#### What you will do
A - Could you reproduce, word for word, the passage of the article on the council's net zero pledge that opens with the words containing "A wide range" and closes with "the local environment."?
B - What follows the last sentence of the article on the council's net zero pledge? Write the continuation.

#### Document
The council has strengthened its commitment to achieve net zero carbon emissions by 2030, following the COP26 conference in Glasgow.

A wide range of actions were approved by the council’s Policy and Strategy Committee on 2 December including: improving facilities for walking, cycling and wheeling and access to public transport through an Active Travel Strategy; installing energy efficiency measures in council homes; using new technology to reduce the amount of travel by council staff; and protecting and developing biodiversity to improve the local environment.

Among the projects designed to improve active travel links is a sustainable bike/bus/train/car interchange at Motherwell station with routes linking it to Strathclyde Country Park and Ravenscraig.

The planned Pan Lanarkshire Transport Corridor will create a key north-south road and active travel route connecting the M74 to Ravenscraig, the M8 and M80. It will alleviate congestion and free up space for public transport and active travel on existing routes between Motherwell and the A73, through Chapelhall and Airdrie.

Across the council measures are in place to reduce emissions from its buildings, municipal waste and transport services, including electrification of the fleet, while a new Energy Policy aims to reduce energy and water consumption in operational buildings by 3% each year.

“COP26 highlighted to everyone the importance of taking action to tackle climate change, and the council has made its commitment to this issue very clear,” said Council Leader Councillor Jim Logue.

#### Data lines
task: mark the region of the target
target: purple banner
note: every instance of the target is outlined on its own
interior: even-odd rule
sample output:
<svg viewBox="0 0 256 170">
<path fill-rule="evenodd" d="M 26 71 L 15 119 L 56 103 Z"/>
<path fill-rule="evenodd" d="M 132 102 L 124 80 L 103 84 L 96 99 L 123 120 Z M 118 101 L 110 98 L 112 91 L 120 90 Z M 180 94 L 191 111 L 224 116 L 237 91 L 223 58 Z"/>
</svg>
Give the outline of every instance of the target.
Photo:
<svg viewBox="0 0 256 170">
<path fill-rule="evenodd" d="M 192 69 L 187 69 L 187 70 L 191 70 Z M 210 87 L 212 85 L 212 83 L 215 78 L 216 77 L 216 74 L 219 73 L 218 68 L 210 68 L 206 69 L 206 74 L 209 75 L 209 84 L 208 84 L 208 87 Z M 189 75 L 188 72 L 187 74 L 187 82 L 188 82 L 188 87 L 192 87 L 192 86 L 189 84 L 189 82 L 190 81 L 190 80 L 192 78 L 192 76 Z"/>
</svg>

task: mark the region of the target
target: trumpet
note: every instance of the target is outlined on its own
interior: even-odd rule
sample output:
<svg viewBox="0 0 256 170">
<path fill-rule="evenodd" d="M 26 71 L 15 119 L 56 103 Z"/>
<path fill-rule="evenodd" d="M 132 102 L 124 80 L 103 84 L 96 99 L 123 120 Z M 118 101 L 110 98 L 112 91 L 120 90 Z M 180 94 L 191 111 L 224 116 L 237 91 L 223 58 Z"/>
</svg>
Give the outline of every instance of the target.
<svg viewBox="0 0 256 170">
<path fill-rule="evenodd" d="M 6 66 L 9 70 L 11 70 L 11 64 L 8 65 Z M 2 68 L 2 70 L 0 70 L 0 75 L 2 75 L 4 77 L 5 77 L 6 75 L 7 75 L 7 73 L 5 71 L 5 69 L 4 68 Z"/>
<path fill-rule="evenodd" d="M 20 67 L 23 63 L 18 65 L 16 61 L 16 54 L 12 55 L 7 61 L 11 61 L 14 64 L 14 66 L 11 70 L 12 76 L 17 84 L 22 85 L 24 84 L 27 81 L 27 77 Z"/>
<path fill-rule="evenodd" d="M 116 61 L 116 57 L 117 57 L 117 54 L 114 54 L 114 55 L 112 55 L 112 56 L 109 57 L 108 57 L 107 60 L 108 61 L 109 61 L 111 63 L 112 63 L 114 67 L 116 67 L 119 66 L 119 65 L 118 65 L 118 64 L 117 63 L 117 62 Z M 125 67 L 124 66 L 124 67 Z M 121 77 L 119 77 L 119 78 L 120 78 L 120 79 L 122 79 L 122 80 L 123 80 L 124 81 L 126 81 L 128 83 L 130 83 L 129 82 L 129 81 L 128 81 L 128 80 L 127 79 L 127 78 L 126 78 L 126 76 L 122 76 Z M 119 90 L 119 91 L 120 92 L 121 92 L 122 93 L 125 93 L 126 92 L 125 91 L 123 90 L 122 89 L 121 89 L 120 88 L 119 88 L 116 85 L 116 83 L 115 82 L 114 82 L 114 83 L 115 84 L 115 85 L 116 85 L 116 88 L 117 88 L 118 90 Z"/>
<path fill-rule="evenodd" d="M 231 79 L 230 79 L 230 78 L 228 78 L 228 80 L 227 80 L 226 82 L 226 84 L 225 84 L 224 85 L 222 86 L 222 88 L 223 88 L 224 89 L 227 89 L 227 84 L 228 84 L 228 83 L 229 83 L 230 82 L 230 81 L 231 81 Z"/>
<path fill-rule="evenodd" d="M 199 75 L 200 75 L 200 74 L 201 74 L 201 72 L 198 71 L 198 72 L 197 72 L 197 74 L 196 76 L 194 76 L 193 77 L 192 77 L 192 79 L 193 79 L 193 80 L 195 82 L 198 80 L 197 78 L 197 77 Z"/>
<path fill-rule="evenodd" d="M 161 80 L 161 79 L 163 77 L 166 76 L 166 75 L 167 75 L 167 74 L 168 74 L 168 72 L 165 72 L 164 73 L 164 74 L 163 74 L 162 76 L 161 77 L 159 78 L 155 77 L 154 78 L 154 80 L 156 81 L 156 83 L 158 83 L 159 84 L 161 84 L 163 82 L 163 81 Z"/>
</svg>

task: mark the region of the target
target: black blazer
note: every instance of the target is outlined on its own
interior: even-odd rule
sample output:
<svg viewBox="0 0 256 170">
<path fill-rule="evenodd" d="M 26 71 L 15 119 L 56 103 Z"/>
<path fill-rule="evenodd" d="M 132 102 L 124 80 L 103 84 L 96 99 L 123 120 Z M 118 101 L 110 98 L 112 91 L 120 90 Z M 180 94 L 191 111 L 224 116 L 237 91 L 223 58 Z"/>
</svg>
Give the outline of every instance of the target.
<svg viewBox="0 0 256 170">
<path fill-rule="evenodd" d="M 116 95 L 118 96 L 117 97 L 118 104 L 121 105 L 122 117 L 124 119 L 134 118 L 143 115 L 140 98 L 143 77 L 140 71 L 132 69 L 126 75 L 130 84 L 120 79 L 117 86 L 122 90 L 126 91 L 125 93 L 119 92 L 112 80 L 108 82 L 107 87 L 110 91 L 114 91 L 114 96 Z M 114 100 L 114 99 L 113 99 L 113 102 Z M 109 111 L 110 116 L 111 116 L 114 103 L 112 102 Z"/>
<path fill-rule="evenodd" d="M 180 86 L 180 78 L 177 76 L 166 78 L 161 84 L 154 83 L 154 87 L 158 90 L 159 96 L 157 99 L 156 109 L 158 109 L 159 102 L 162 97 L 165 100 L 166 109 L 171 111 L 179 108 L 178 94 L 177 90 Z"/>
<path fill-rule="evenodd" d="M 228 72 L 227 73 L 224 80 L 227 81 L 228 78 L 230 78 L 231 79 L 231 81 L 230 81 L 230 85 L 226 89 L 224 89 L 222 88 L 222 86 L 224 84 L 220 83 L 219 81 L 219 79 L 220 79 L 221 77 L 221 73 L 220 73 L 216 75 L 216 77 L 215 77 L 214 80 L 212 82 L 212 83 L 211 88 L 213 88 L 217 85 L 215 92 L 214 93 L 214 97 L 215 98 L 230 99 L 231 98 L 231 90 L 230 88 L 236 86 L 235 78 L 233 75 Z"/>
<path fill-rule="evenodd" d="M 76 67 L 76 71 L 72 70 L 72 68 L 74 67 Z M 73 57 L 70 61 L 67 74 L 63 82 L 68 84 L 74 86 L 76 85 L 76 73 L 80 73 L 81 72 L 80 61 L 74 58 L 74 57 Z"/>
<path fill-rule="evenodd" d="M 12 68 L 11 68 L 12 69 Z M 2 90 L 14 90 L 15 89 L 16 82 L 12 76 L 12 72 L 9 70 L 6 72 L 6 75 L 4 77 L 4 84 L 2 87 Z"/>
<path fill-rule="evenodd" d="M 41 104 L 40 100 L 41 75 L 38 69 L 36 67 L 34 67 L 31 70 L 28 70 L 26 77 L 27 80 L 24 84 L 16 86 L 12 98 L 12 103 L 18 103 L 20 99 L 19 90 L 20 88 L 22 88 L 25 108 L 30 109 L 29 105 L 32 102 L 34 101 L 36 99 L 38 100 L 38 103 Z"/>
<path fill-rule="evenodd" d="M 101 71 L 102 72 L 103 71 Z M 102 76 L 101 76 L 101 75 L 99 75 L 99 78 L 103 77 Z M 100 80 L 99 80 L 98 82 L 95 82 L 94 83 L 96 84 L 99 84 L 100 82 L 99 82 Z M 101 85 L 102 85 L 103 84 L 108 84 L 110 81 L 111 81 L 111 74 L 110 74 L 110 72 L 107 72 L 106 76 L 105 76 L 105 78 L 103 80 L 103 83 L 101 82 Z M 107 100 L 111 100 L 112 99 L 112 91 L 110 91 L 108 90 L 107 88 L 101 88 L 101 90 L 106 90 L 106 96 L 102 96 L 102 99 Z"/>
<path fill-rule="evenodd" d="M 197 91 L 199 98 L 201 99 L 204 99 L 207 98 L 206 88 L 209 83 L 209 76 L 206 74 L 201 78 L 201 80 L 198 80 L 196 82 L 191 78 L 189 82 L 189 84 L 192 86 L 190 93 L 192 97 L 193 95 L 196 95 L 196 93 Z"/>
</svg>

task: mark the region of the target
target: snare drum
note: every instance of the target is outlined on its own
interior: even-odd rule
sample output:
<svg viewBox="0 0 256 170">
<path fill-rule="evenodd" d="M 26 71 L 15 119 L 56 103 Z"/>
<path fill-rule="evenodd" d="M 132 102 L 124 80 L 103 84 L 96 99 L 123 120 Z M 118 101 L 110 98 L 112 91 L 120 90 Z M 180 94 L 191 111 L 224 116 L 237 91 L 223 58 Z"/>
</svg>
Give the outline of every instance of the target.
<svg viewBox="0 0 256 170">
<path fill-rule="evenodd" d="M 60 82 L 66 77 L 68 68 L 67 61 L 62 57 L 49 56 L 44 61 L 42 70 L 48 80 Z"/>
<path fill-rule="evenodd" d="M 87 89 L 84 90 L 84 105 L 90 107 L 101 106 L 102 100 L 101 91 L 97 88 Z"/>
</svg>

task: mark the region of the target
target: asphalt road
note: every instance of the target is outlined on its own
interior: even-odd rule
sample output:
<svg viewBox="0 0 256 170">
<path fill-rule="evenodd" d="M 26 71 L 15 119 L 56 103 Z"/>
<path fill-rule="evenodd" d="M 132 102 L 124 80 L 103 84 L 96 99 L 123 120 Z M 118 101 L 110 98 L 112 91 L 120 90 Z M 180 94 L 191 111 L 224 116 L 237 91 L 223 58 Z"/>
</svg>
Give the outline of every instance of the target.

#### Task answers
A -
A wide range of actions were approved by the council’s Policy and Strategy Committee on 2 December including: improving facilities for walking, cycling and wheeling and access to public transport through an Active Travel Strategy; installing energy efficiency measures in council homes; using new technology to reduce the amount of travel by council staff; and protecting and developing biodiversity to improve the local environment.

B -
“We declared a climate emergency in June 2019, and we are looking at every part of the council’s operations to identify ways to reduce emissions, be more energy efficient and be innovative in delivering services in a way that minimises the impact on our environment.”

Ahead of COP26, the council hosted three events to outline a roadmap for the organisation, partners, businesses and communities to take realistic action to curb climate change locally. More than 8,000 people, including school pupils, attended the events which addressed key issues including local government’s role as a leader, involvement of schools, education and young people in promoting sustainable lifestyles, managing the transition to a zero carbon economic model, and the role of businesses to facilitate sustainable change and growth.

“Our events brought together young people, businesses, community groups and residents who share our determination to make change happen in North Lanarkshire,” said Councillor Logue.

“The outcomes from discussions during the three days were extremely constructive and have contributed to the development of our Climate Plan ACT2030 which will drive forward actions in the years ahead.”